What to produce
Each entry should be repeated exactly. Its pictures should not be.

____________

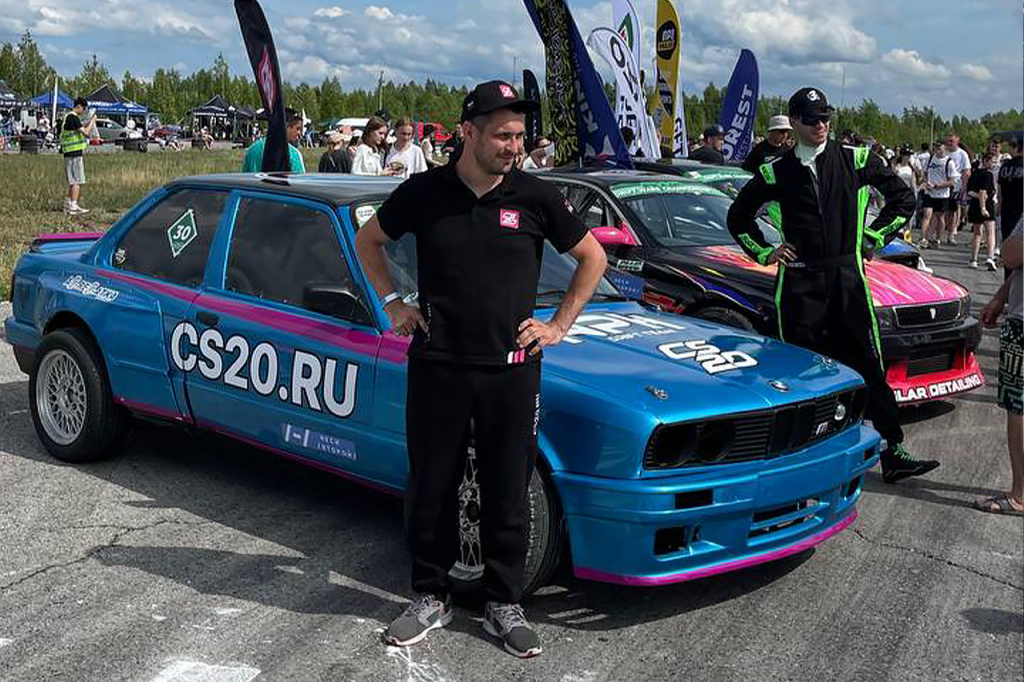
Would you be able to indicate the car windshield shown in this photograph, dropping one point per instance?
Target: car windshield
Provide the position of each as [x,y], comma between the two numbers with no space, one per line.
[556,268]
[689,219]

____________

Solution to this task
Would you be able to indicate the car windshield shown in this photograph, dropping one point per instance?
Target: car windshield
Provide the position of each as [x,y], comma between the two numbers with no space, one per line.
[556,268]
[689,219]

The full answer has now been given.